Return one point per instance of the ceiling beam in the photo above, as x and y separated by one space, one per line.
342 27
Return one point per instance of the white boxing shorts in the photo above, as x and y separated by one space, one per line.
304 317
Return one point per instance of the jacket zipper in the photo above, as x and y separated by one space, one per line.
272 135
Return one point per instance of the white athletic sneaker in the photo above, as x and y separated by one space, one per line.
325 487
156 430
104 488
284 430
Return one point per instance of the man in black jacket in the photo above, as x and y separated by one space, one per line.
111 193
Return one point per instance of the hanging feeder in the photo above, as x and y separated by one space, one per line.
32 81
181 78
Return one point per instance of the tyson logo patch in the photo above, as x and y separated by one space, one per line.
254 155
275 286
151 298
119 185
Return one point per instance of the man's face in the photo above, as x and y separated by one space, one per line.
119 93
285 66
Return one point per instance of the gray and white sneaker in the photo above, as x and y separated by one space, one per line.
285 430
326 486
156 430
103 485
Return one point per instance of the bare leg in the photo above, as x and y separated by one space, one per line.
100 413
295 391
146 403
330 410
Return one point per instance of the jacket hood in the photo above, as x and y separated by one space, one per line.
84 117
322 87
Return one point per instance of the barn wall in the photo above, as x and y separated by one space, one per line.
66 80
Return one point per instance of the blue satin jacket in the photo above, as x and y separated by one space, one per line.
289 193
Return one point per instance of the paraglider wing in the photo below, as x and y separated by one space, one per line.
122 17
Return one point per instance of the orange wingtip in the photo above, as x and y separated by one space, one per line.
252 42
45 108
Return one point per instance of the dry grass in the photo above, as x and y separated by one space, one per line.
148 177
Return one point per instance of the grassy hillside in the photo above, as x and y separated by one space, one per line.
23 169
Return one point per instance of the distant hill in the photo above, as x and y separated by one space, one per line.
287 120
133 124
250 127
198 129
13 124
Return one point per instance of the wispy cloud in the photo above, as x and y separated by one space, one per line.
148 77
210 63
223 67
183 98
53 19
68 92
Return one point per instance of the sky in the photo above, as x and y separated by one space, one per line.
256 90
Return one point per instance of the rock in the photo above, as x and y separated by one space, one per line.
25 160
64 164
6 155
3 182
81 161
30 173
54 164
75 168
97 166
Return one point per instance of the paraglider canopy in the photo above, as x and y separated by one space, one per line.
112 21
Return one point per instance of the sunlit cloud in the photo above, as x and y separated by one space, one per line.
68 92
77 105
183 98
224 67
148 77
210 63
------------------------------------------------------------------------
→ TASK DETAILS
The data above must be returned in full, exactly as written.

→ REPLY TO THE EXERCISE
Return one point per instance of the ceiling beam in the photo above, as x and y separated by one space, one per line.
342 27
Return one point per instance of the white boxing shorts in the photo above, as x and y separated by one space, one per line.
304 317
Return one point per instance of the jacket zipper in the photo above, as x and y separated by one space, one per line.
272 135
Return one point per instance of the white athletic sneaker in the photo above, as x and y separated by one space, one per line.
325 487
156 430
104 488
284 430
Return one point per instance of the man in black jacket in the photo above, as x and y separated by one space, one per line.
111 193
Return one point per instance of the hanging feeder in the photo above, as x and y separated by one space, one per line.
32 81
181 78
Return one point per instance of the tyson logo patch in the photo above, as x and y separated by one space, one per line.
254 155
275 286
151 298
119 185
Return one point per instance of the man's face in the photo above, as x and y separated by one space, one per line.
119 93
285 66
Return one point per instance of the gray and white sneaker in the photo above, as x and y separated by one space, one per line.
285 430
326 486
156 430
103 485
Return one point per instance of the bare leg in the photo above, as x and y separated by one space, one per line.
100 413
295 391
146 403
330 410
Return one point per instance of the jacket hood in the photo above, as x and y separated by one space, one per line.
84 117
322 87
Return one point per instance of the barn wall in the photo above, as x and y separated by one space, one per line.
66 80
Return one point per instance of the blue satin jacket in the photo above, as x and y separated by one space, one per line.
289 193
Return one point per instance of the paraglider wing in the photo below, as x and y separated by one space, one per line.
122 17
Return one point per instance of the orange wingtip in the photo above, as x and y separated by one space, one per line.
252 42
45 108
Return one point per instance of the dry grass in the photo above, as x and y separated by one space, one per line.
148 177
Return one point per instance of the grassy hillside in the photo above, as x and y separated by one space, one per line.
23 169
Return one point per instance of the distant hill in the photo above, as x and y separated by one space, one per line.
287 120
133 124
250 127
198 129
13 124
Return one point per instance of the wispy cloud in the photo above, as x and y separated by one space, one per line.
148 77
210 63
223 67
183 98
53 19
68 92
Return one point per instance of the sky in the photo above, as x and y separated by one space, one per line.
256 90
Return one point per instance of the rock in the photo above, as x and y separated by one space, one per line.
25 160
64 164
6 155
3 182
81 161
30 173
54 164
75 168
97 166
Return one point per instance of the paraglider canopy in the photo above, as x and y separated by one space, one per line.
112 21
Return one point per instance of the sunlit cloud in the photo above, as x and y separated by one space, one per line.
68 92
77 105
183 98
224 67
148 77
210 63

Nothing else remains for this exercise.